─── Data for analysis

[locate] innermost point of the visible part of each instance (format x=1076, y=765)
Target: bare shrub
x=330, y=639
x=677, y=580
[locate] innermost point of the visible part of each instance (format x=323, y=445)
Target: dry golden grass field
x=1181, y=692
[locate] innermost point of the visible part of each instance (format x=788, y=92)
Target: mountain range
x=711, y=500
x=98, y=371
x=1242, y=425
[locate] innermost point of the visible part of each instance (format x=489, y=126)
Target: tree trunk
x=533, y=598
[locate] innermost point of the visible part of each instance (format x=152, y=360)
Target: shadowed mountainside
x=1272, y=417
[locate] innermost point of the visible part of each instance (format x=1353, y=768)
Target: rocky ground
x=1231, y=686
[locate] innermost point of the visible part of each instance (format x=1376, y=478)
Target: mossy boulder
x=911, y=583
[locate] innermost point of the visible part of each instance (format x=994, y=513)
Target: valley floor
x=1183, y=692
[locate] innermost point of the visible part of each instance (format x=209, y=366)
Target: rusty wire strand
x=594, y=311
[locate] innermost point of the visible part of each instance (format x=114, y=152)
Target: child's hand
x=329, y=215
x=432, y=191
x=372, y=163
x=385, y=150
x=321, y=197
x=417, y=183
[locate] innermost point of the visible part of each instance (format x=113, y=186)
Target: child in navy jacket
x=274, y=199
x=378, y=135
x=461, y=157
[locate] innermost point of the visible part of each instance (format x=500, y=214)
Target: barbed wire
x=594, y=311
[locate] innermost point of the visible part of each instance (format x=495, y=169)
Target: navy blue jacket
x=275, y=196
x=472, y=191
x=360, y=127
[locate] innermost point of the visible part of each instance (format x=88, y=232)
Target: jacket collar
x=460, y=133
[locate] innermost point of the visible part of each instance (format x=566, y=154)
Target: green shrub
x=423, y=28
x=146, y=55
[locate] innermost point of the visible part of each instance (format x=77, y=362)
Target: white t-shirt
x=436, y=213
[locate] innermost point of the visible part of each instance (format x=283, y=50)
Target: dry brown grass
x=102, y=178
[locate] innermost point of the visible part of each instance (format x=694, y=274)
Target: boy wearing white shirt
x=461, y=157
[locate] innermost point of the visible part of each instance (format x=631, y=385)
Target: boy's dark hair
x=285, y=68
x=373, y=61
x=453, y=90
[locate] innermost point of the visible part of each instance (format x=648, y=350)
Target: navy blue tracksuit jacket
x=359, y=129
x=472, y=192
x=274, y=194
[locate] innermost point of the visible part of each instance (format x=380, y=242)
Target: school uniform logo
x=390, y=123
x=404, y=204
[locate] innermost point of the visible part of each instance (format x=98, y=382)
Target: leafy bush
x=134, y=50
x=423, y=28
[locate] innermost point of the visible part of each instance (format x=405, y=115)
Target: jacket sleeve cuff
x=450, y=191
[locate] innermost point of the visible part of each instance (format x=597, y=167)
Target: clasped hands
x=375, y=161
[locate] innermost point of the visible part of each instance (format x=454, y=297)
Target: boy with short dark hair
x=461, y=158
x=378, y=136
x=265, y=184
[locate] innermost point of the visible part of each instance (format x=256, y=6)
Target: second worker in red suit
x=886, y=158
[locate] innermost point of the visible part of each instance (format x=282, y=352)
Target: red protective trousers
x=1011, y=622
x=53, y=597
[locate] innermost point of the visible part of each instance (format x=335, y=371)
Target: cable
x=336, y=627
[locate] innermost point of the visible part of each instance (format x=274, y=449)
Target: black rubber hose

──────

● Task description: Set down every entry again, word for word.

● Answer below:
[locate] innermost point of the visible part of each instance (format x=1076, y=765)
Target: bare shrub
x=330, y=639
x=677, y=580
[locate] innermost point of the visible part of each instance (format x=323, y=445)
Target: dry golden grass field
x=1181, y=692
[locate] innermost point of the visible part of each instance (format x=788, y=92)
Target: mountain range
x=711, y=500
x=98, y=371
x=1242, y=425
[locate] innermost point of the visible part of each instance (format x=489, y=126)
Target: tree trunk
x=533, y=598
[locate] innermost point of the visible part of each instance (format x=152, y=360)
Target: shadowed mountainside
x=1272, y=417
[locate] innermost point of the visible part of each instance (format x=1353, y=768)
Target: rocky ground
x=1231, y=686
[locate] innermost point of the visible part of each instance (format x=1376, y=478)
Target: mossy boulder
x=911, y=583
[locate] innermost point of the visible part of each instance (format x=994, y=513)
Target: valley floor
x=1183, y=692
[locate] innermost point of the visible part of each instance (format x=209, y=366)
Target: rusty wire strand
x=594, y=311
[locate] innermost point of the visible part of each instance (format x=114, y=152)
Target: child's hand
x=329, y=215
x=432, y=191
x=372, y=163
x=385, y=150
x=321, y=197
x=417, y=183
[locate] innermost point of the visible part of each instance (format x=113, y=186)
Target: child in navy jacket
x=274, y=199
x=378, y=135
x=461, y=157
[locate] innermost point of the visible part of each instance (format x=500, y=214)
Target: barbed wire
x=594, y=311
[locate] innermost point of the visible part of each instance (format x=495, y=169)
Target: navy blue jacket
x=275, y=196
x=472, y=191
x=360, y=127
[locate] innermost point of the visible part of each instance (format x=88, y=232)
Target: jacket collar
x=460, y=133
[locate] innermost point of the visible part of each instance (format x=566, y=154)
Target: green shrub
x=423, y=28
x=146, y=55
[locate] innermost point of the visible part of each instance (format x=77, y=362)
Target: white t-shirt
x=436, y=213
[locate] innermost point of the visible part of each instance (format x=283, y=50)
Target: dry brown grass
x=102, y=178
[locate] innermost point of the visible part of each instance (format x=694, y=274)
Target: boy wearing white shirt
x=461, y=157
[locate] innermost point of the visible part of each instance (format x=631, y=385)
Target: boy's dark hair
x=285, y=68
x=373, y=61
x=453, y=90
[locate] innermost point of the visible part of each instance (format x=648, y=350)
Target: navy blue tracksuit jacket
x=359, y=129
x=472, y=192
x=274, y=194
[locate] innermost point of the visible part of each instance (format x=380, y=242)
Target: school uniform logo
x=390, y=123
x=404, y=204
[locate] innermost point of the visible part of each instance (format x=98, y=382)
Target: leafy bush
x=134, y=50
x=423, y=28
[locate] innermost point of the visible part of each instance (format x=405, y=115)
Target: jacket sleeve cuff
x=450, y=191
[locate] innermost point of the visible part of each instance (format x=597, y=167)
Target: clasped hands
x=375, y=161
[locate] innermost point of the visible part of each instance (format x=454, y=297)
Target: boy with short dark hair
x=461, y=158
x=378, y=136
x=265, y=184
[locate] innermost point of the visible part of each instance (format x=256, y=6)
Target: second worker in red suit
x=886, y=158
[locate] innermost point of the visible part of each instance (format x=282, y=352)
Target: red protective trousers
x=1011, y=622
x=53, y=597
[locate] innermost point of the visible part of each instance (format x=335, y=371)
Target: cable
x=336, y=627
[locate] innermost point of the visible part of each instance (format x=274, y=449)
Target: black rubber hose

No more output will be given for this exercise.